### Prompt
Quote, word for word, every line starting at the line that contains "Expected: a marker on each instance of the black compression" and ending with the last line of the records; include both of these lines and no others.

--- Start of Data section ---

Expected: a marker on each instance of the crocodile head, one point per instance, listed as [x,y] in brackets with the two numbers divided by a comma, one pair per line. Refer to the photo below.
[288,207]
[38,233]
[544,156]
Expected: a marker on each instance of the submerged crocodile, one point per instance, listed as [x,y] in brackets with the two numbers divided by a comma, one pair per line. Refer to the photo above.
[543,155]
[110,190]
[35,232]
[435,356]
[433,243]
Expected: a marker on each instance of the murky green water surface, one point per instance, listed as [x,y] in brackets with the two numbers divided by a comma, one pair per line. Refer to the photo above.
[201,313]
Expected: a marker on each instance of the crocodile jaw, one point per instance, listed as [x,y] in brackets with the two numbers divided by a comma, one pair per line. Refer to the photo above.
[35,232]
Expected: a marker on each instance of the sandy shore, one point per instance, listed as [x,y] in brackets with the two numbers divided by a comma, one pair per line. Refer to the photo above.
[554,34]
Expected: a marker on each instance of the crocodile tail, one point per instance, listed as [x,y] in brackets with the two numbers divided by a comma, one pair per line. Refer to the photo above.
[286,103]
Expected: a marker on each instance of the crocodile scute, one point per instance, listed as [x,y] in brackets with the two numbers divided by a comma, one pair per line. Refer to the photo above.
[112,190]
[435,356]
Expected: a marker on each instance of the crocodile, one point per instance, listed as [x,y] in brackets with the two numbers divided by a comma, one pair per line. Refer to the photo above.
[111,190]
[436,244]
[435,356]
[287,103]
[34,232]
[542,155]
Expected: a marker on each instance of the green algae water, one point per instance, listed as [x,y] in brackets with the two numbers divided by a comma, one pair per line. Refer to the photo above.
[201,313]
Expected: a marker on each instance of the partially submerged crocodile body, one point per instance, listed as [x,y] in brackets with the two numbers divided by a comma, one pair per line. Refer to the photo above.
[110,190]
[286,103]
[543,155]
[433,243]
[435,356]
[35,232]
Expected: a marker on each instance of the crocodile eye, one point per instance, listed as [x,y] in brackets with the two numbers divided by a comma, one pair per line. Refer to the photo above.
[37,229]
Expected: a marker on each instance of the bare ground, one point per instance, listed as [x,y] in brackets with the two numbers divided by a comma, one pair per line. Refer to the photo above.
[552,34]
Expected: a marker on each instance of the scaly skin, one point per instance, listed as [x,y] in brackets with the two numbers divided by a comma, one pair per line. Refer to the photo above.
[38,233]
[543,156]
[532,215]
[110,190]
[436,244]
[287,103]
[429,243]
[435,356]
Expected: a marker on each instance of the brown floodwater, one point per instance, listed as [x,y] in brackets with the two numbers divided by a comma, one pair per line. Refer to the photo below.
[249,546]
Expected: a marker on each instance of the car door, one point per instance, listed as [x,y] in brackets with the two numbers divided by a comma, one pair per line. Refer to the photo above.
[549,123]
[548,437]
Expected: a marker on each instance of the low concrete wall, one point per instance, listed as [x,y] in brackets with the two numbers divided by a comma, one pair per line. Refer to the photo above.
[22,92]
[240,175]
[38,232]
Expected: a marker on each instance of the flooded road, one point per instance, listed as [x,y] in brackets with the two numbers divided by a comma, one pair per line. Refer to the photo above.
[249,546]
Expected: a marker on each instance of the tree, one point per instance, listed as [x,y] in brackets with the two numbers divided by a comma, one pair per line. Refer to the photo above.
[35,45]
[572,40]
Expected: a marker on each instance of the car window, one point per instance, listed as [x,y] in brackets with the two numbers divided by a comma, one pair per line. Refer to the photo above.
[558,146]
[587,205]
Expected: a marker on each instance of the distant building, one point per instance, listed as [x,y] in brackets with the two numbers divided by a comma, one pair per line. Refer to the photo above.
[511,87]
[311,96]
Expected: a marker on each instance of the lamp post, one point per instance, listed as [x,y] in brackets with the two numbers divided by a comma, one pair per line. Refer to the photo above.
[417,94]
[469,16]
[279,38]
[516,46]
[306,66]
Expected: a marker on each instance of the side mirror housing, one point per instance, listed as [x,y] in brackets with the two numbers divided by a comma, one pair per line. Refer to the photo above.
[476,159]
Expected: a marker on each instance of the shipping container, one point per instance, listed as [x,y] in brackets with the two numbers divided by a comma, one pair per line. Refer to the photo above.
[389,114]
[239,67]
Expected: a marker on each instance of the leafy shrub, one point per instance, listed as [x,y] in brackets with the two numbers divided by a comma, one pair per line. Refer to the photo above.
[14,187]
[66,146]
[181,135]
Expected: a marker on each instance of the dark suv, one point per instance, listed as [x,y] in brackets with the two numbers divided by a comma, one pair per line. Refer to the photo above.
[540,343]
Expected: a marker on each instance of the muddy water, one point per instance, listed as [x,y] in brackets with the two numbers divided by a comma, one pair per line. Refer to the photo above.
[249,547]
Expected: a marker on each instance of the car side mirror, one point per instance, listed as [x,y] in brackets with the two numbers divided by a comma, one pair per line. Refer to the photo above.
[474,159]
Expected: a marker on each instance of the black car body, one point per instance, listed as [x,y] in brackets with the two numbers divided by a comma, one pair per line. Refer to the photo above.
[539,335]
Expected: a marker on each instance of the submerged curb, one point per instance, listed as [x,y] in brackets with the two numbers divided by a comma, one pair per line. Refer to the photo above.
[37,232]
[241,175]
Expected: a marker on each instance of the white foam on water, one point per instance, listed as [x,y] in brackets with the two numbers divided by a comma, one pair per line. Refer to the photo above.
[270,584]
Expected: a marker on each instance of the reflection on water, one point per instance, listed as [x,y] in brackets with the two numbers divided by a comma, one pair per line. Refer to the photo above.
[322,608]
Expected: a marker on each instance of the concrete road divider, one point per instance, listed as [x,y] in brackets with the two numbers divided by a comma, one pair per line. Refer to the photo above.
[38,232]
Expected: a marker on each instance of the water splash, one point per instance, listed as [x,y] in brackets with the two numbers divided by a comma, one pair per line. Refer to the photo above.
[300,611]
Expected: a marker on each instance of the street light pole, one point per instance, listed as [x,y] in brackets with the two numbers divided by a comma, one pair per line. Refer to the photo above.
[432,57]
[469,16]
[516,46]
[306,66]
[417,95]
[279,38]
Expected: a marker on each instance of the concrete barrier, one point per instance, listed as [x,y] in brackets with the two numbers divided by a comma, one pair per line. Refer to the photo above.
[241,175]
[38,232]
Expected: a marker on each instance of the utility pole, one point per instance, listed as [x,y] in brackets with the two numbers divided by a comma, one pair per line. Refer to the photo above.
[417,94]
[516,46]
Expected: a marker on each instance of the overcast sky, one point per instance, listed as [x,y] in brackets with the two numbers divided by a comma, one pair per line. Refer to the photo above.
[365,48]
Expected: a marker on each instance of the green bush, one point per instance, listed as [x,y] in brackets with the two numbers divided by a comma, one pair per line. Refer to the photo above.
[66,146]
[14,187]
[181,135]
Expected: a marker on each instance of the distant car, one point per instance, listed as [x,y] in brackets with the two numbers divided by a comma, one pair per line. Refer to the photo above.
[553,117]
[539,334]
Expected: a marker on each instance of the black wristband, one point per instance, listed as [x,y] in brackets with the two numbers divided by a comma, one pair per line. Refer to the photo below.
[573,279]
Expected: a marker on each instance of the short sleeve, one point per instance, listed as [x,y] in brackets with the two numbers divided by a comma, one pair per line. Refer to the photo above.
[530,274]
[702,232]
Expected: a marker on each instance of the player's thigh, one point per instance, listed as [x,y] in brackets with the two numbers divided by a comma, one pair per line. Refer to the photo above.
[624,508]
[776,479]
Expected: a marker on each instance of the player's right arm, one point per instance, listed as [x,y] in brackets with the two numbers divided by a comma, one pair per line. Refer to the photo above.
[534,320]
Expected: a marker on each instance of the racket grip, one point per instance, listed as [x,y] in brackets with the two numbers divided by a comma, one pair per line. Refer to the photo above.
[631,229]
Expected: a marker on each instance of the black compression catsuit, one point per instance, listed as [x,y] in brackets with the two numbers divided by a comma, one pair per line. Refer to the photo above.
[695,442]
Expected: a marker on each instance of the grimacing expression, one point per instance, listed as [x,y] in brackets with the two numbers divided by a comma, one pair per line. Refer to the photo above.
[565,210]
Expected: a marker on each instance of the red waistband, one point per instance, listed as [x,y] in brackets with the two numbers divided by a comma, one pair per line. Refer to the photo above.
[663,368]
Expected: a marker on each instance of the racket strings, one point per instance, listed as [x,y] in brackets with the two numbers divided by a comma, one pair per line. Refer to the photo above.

--- End of Data section ---

### Answer to the task
Expected: a marker on each instance of the black compression catsuit, one point per instance, listed as [x,y] in brackets with the two numbers divided by a comma, one pair per line. Refer to the photo above.
[695,442]
Expected: a marker on each instance of the grimacing expression, one point per instance, listed as [x,y] in brackets with the two numbers divided by a comma, one pair per line. Refer to the photo above.
[565,210]
Expected: a marker on each instance of the red waistband, one point per instance, listed as [x,y] in brackets with the two numbers divided by a comma, one pair per line. Refer to the photo above.
[663,368]
Expected: a marker on each instance of the racket strings, one point per instance, listed as [x,y] in brackets with the two numbers divided by a comma, one pair per line. Refer to the photo above.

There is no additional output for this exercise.